[Rows from a pointing dataset]

start

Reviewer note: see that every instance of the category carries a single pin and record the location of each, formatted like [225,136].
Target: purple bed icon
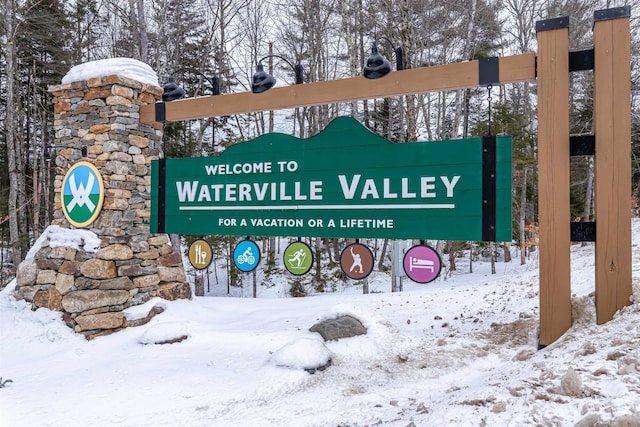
[422,264]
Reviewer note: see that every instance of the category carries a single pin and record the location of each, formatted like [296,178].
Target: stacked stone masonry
[101,116]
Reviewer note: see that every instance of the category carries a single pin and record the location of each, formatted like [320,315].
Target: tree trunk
[10,125]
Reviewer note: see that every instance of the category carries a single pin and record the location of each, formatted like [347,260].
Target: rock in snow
[126,67]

end

■ **Short exercise**:
Reproduce the part of the material that opens with the line containing "formatted like [347,260]." and runs to its end, swapping "rock" for "boulder" and leaving everything else untouched.

■ **Final result**:
Reviewer note: see that every instance of the category carries a single pin and record the location of each, formatted like [347,260].
Target: boulder in snow
[126,67]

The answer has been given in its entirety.